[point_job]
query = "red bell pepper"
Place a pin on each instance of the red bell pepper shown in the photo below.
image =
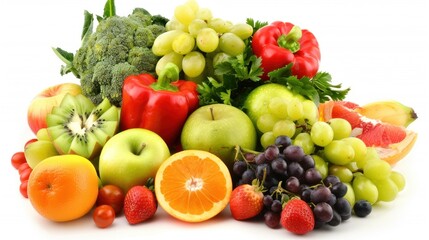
(282, 43)
(161, 105)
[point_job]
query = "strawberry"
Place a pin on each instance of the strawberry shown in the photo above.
(246, 201)
(297, 217)
(139, 204)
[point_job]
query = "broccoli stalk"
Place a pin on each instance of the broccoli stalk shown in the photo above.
(120, 46)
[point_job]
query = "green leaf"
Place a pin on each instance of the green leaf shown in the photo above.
(109, 9)
(87, 25)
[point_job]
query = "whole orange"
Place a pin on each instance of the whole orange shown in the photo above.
(63, 188)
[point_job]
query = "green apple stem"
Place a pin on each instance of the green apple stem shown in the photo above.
(139, 149)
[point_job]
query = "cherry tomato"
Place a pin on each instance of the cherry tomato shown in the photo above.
(25, 174)
(17, 159)
(103, 216)
(111, 195)
(23, 188)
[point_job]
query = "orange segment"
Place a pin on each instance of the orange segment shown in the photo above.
(193, 185)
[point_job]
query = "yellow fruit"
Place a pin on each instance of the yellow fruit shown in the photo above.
(193, 185)
(390, 111)
(63, 188)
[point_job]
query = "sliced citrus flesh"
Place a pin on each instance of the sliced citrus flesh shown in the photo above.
(392, 142)
(193, 185)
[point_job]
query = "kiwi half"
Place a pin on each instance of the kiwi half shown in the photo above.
(79, 127)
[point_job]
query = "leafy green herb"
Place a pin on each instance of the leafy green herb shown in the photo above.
(318, 89)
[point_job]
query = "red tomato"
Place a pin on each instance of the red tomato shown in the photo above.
(103, 216)
(23, 188)
(111, 195)
(17, 159)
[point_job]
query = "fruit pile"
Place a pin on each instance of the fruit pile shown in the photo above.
(214, 127)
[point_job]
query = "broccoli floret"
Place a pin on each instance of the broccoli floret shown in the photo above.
(120, 46)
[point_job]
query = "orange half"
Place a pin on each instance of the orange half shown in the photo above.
(193, 185)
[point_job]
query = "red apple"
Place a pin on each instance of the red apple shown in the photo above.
(44, 101)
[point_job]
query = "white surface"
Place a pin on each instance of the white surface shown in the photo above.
(378, 48)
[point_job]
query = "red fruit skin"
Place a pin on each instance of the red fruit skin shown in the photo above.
(297, 217)
(246, 202)
(139, 204)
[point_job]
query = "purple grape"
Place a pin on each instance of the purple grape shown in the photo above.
(323, 212)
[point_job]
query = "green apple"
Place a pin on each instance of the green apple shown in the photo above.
(38, 151)
(218, 128)
(256, 103)
(131, 157)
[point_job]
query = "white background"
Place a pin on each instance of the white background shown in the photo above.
(378, 48)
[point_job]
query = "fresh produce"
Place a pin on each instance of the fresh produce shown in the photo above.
(297, 217)
(193, 185)
(119, 46)
(282, 43)
(111, 195)
(77, 126)
(196, 40)
(279, 145)
(103, 216)
(218, 128)
(38, 151)
(247, 200)
(139, 204)
(390, 111)
(161, 105)
(392, 142)
(63, 188)
(44, 101)
(131, 157)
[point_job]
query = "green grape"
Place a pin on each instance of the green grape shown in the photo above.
(364, 189)
(171, 57)
(350, 194)
(204, 14)
(387, 190)
(277, 106)
(193, 64)
(339, 152)
(311, 112)
(304, 140)
(207, 40)
(219, 25)
(220, 58)
(321, 165)
(242, 30)
(398, 179)
(231, 44)
(267, 139)
(265, 122)
(195, 27)
(342, 172)
(183, 44)
(321, 133)
(295, 109)
(360, 150)
(341, 128)
(174, 24)
(377, 169)
(284, 127)
(184, 13)
(163, 44)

Problem to work on — Where a record above holds a picture, drop the picture and print the rest exactly.

Exercise result —
[point_job]
query = "red bell pepper"
Place a pin on each instance of the red bell pepper shown in the photo below.
image =
(282, 43)
(161, 105)
[point_job]
query = "strawberry"
Place a pin on each instance of the strawberry shown in the photo above.
(246, 201)
(297, 217)
(139, 204)
[point_job]
query = "broccoli stalk"
Place a pin on each instance of the broccoli stalk shown in the photo above.
(120, 46)
[point_job]
query = "green leaf"
Place a pin on each instance of the green leaf shown in the photo above.
(109, 9)
(87, 25)
[point_job]
query = "whole orange"
Place a pin on each instance of the whole orange shown in the photo above.
(63, 188)
[point_job]
query = "green apple stem"
Place a pin on each instance of the green apple stem shown in the photo above.
(139, 149)
[point_job]
query = "cherry tomato"
Place a pin on each instance of the cherry tomato shown in the photo above.
(25, 174)
(17, 159)
(103, 216)
(111, 195)
(23, 188)
[point_job]
query = "orange segment"
Place a pin on each instance of the orange segment shown in the photo above.
(193, 185)
[point_job]
query = "yellow fruit"
Place a pin on each instance of the yellow fruit shown in the photo above.
(193, 185)
(390, 111)
(63, 188)
[point_job]
query = "sliced citrus flesh"
Place a pin on each instance of the sliced citrus flesh shown in the photo above.
(392, 142)
(193, 185)
[point_job]
query = "kiwi half"
Place a pin on each instance of the kiwi half shown in the photo above.
(79, 127)
[point_job]
query = "leafy green herb"
Place a pin on each instance of the leafy green herb shown in the photo above.
(318, 89)
[point_job]
query = "red tomato"
Place a pin on each instance of the red tomato shown in the photo above.
(103, 216)
(23, 188)
(111, 195)
(17, 159)
[point_job]
query = "fruit pile"
Place a pin on each instance of the fruit pile shown in the photo above.
(214, 127)
[point_job]
query = "broccoli floret"
Place a pin on each instance of the broccoli floret shown in the photo above.
(120, 46)
[point_job]
query = "orange half"
Place a pin on each instance of the orange half shown in the photo above.
(193, 185)
[point_job]
query = "red apple"
Place a pin on each instance of the red apple shown in the photo above.
(44, 101)
[point_job]
query = "white surface"
Place a pin on each instance of the white surface shown in the photo above.
(378, 48)
[point_job]
query = "red fruit skin"
Place a pin on each instance of the red fruit skin shown in the photo above.
(297, 217)
(246, 202)
(139, 204)
[point_job]
query = "purple grape"
Place a pin on each instance of the purple grape shown in the photo above.
(323, 212)
[point_job]
query = "green apple"
Place a pin on each instance of the green apple shown in the photo above.
(38, 151)
(218, 128)
(256, 103)
(131, 157)
[point_job]
query = "white background"
Place a pin on each instance of the white background shown in the photo above.
(378, 48)
[point_job]
query = "fresh produce"
Place a pin on each instance of the fresh produce shown in the photo above.
(297, 217)
(193, 185)
(119, 46)
(282, 43)
(111, 195)
(77, 126)
(196, 40)
(279, 145)
(103, 216)
(218, 128)
(38, 151)
(247, 200)
(139, 204)
(390, 111)
(161, 105)
(392, 142)
(63, 188)
(44, 101)
(131, 157)
[point_job]
query = "green grape"
Place a pin on each instance of the green grape shown in the photo above.
(364, 189)
(171, 57)
(350, 194)
(204, 14)
(387, 190)
(277, 106)
(193, 64)
(339, 152)
(311, 112)
(304, 140)
(207, 40)
(219, 25)
(220, 58)
(321, 165)
(242, 30)
(398, 179)
(231, 44)
(267, 139)
(265, 122)
(195, 27)
(342, 172)
(183, 44)
(321, 133)
(295, 109)
(360, 150)
(341, 128)
(174, 24)
(377, 169)
(284, 127)
(184, 13)
(163, 44)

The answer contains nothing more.